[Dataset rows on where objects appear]
>>>

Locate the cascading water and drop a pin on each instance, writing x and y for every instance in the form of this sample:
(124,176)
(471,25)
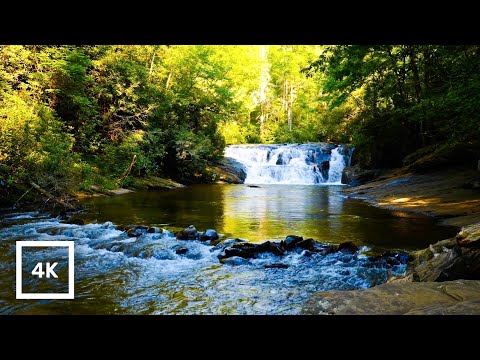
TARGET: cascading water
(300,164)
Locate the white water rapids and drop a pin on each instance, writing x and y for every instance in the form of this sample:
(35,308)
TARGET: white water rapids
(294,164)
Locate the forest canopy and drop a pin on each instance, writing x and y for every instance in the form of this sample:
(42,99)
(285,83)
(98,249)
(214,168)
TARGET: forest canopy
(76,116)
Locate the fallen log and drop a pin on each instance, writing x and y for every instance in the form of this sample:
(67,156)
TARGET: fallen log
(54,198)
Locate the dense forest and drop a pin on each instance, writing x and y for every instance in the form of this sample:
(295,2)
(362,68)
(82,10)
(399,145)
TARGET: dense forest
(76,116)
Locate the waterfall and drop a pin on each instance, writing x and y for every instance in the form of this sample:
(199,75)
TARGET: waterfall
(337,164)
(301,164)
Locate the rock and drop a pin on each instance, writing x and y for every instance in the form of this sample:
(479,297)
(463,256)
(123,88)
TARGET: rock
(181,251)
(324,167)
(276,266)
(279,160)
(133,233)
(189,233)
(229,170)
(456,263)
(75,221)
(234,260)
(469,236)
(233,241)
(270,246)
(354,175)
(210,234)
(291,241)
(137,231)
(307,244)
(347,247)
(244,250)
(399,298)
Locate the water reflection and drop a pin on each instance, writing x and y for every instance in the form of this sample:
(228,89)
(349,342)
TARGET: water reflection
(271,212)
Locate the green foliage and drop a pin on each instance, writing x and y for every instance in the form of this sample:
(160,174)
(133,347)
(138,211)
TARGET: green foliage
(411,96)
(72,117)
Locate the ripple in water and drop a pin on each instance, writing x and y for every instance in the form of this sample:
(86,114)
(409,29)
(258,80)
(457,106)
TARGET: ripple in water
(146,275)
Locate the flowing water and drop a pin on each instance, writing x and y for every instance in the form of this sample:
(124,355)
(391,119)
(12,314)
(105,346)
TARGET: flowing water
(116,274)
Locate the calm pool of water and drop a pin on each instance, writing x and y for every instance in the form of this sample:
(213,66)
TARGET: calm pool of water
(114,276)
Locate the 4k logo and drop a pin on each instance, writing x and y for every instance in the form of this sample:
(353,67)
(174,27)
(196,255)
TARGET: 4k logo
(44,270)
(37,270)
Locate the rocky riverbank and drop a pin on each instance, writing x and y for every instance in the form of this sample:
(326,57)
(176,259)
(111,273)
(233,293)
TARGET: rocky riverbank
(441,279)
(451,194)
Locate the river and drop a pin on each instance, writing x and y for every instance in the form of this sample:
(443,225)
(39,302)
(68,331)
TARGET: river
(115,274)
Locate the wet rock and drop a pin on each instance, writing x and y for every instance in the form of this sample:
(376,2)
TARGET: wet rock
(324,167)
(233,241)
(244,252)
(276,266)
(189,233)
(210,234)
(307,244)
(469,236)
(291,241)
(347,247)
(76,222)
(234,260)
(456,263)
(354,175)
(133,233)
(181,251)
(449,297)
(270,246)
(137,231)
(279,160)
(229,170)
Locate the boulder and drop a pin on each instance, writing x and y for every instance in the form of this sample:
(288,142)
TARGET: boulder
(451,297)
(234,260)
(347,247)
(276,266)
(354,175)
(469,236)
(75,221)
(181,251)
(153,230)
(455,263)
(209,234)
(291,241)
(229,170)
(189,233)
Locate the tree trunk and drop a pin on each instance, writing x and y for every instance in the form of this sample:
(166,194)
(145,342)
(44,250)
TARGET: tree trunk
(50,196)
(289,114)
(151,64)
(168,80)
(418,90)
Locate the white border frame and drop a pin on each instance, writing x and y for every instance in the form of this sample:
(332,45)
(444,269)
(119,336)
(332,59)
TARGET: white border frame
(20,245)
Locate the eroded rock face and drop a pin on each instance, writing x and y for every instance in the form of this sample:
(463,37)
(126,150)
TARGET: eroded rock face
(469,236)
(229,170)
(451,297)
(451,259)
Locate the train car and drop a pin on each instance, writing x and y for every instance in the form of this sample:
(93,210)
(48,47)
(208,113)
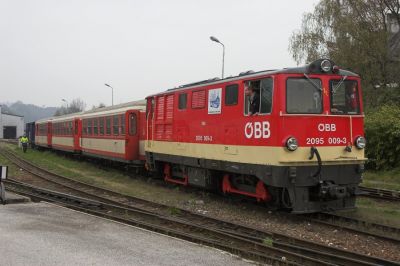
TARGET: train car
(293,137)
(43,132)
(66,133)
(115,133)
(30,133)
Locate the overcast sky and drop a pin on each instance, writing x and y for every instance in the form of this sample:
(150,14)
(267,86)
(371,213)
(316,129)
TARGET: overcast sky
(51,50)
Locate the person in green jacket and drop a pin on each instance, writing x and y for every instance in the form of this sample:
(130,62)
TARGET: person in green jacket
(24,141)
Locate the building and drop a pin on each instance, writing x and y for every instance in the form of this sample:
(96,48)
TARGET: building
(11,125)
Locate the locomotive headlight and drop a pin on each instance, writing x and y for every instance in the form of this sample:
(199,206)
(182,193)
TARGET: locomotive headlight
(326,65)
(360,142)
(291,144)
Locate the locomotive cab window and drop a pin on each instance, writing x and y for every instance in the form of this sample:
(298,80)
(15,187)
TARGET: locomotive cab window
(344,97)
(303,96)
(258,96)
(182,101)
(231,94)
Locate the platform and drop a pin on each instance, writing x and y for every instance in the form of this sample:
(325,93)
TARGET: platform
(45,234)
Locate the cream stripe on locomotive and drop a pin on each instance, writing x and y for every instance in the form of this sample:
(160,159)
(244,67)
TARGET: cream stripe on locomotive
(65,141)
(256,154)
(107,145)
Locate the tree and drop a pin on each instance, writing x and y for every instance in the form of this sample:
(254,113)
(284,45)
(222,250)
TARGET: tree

<<<

→ Requirements
Reproduce the material in its entirety and word for word, without the pictures.

→ Result of this task
Locate the cascading water and drop a pin on each instance, writing x and y for every instance in the form of this sample:
(124,176)
(471,25)
TARGET: cascading water
(300,164)
Locate the white water rapids and drop a pin on each instance, writing x and y for every instance in the form of this sample:
(35,308)
TARGET: white water rapids
(294,164)
Locate the forest canopy and drop a pin on each instance, writing x and y for every instance in the form of this sample:
(42,99)
(285,83)
(98,249)
(214,168)
TARGET: forest canopy
(76,116)
Locate the fallen log and drop a pin on each instance, writing x and y for every instance in the form of this sample:
(67,156)
TARGET: fallen log
(54,198)
Locate the dense forest and drop a pin on each instance, writing x and y for every instance in the form of this sample:
(295,2)
(362,68)
(82,10)
(399,145)
TARGET: dense forest
(76,116)
Locate the waterfall and drop a pin on each instance, writing x and y for every instance in the form of this sample:
(199,75)
TARGET: waterfall
(337,164)
(301,164)
Locate the rock and drop a pin on each instance, writing x and y for every instance in the form of this sample:
(479,297)
(463,256)
(123,88)
TARGET: rock
(181,251)
(324,167)
(276,266)
(279,160)
(133,233)
(189,233)
(229,170)
(456,263)
(75,221)
(234,260)
(469,236)
(233,241)
(270,246)
(354,175)
(210,234)
(291,241)
(137,231)
(307,244)
(347,247)
(244,250)
(399,298)
Locate the water reflection and drop a pin on each instance, writing x and y for every instance in the form of this sample:
(228,89)
(349,342)
TARGET: water reflection
(271,212)
Locate the green foliage and drop a pin on each instance, writing x and y for every instance in the form of this sample:
(160,174)
(133,347)
(138,211)
TARGET: green foliage
(411,96)
(72,117)
Locate the ripple in water and drop a pin on each instance, writing x and y for every instance in the form of this sample:
(86,114)
(409,29)
(258,80)
(457,106)
TARGET: ripple in water
(146,275)
Locate the flowing water and drop a pin on each instance, writing x and y for every instance in the form of this sample:
(124,355)
(391,119)
(12,314)
(105,346)
TARGET: flowing water
(116,274)
Locate the calm pool of water and drop a pin on each instance, writing x and y for every instance in the form of this sample:
(213,66)
TARGET: calm pool of water
(114,276)
Locate the 4k logo and drop a pin on each instance, writing x and y for every instance in the form of this sample:
(353,67)
(174,27)
(196,255)
TARGET: 4k logo
(44,270)
(37,270)
Locate the rocky riverbank and drop a pin on each instance, writing x and y for every instance in the form of this sample:
(326,57)
(176,259)
(111,273)
(233,293)
TARGET: rocky riverbank
(441,279)
(451,194)
Locate the river and drop a pin on each instance, writing x and y for every instance in the form of this sample:
(443,225)
(39,302)
(68,331)
TARGET: river
(115,274)
Locate the wet rock and drop a pin on each instance, writing x and y for every instance in the form of this sample:
(376,2)
TARGET: wet rock
(324,167)
(233,241)
(244,252)
(276,266)
(189,233)
(210,234)
(307,244)
(469,236)
(291,241)
(347,247)
(76,222)
(234,260)
(456,263)
(354,175)
(133,233)
(181,251)
(449,297)
(270,246)
(137,231)
(279,160)
(229,170)
Locate the boulder and drop a pin on each instance, writing x and y for every instance in the form of this sample:
(288,142)
TARGET: boulder
(451,297)
(234,260)
(347,247)
(276,266)
(354,175)
(469,236)
(75,221)
(181,251)
(153,230)
(455,263)
(209,234)
(291,241)
(229,170)
(189,233)
Locate the tree trunk and drop a pin on each instance, writing x and y for every instance in the form of this sample:
(166,194)
(145,342)
(44,250)
TARGET: tree trunk
(50,196)
(289,114)
(151,64)
(168,80)
(418,90)
Locate the white border frame and drop a pin on each instance, writing x and y for every instance in the form of this sample:
(332,45)
(444,269)
(119,336)
(332,59)
TARGET: white border frame
(20,245)
Locate the eroded rock face and drop a pin on each instance, writing x and y for every instance in the form of this sample:
(463,37)
(126,150)
TARGET: eroded rock face
(469,236)
(229,170)
(451,297)
(451,259)
Locate the train car and drop a pin on each instance, writing x and y for every instance in the form of this sample:
(93,210)
(48,47)
(208,113)
TARGET: train car
(293,137)
(43,132)
(66,133)
(115,133)
(30,133)
Locate the overcast sky and drop a pin on each instance, writing x and y for every instance in the form of this sample:
(150,14)
(267,86)
(371,213)
(316,129)
TARGET: overcast sky
(51,50)
Locate the person in green jacket and drop a pin on each instance, writing x and y for every instance in the form of this sample:
(130,62)
TARGET: person in green jacket
(24,141)
Locate the building and drop a pin on each instance, writing x and y for every instance in the form of this sample:
(96,48)
TARGET: building
(11,125)
Locate the locomotive headlight and drop a pin on each instance, writing x and y for every instance in the form of this sample:
(199,206)
(182,193)
TARGET: locomotive headlight
(326,65)
(360,142)
(291,144)
Locate the locomotive cab window and drop a pin on each instance, writing x and y for every instance in the form of this sample:
(298,80)
(15,187)
TARGET: locomotive cab window
(344,97)
(303,96)
(258,96)
(182,101)
(231,94)
Locate the platform and drop a pin on each instance, writing x and y for every instance in the form of this sample:
(325,93)
TARGET: platform
(45,234)
Locate the cream stripe on locomotive and drop a pin on each instance, writing x and y for every instance in the form of this sample:
(160,159)
(244,67)
TARGET: cream stripe on locomotive
(65,141)
(256,154)
(107,145)
Locate the tree and drop a pin on each instance, writing x and y for every instance in the form of this sample:
(254,113)
(284,45)
(222,250)
TARGET: tree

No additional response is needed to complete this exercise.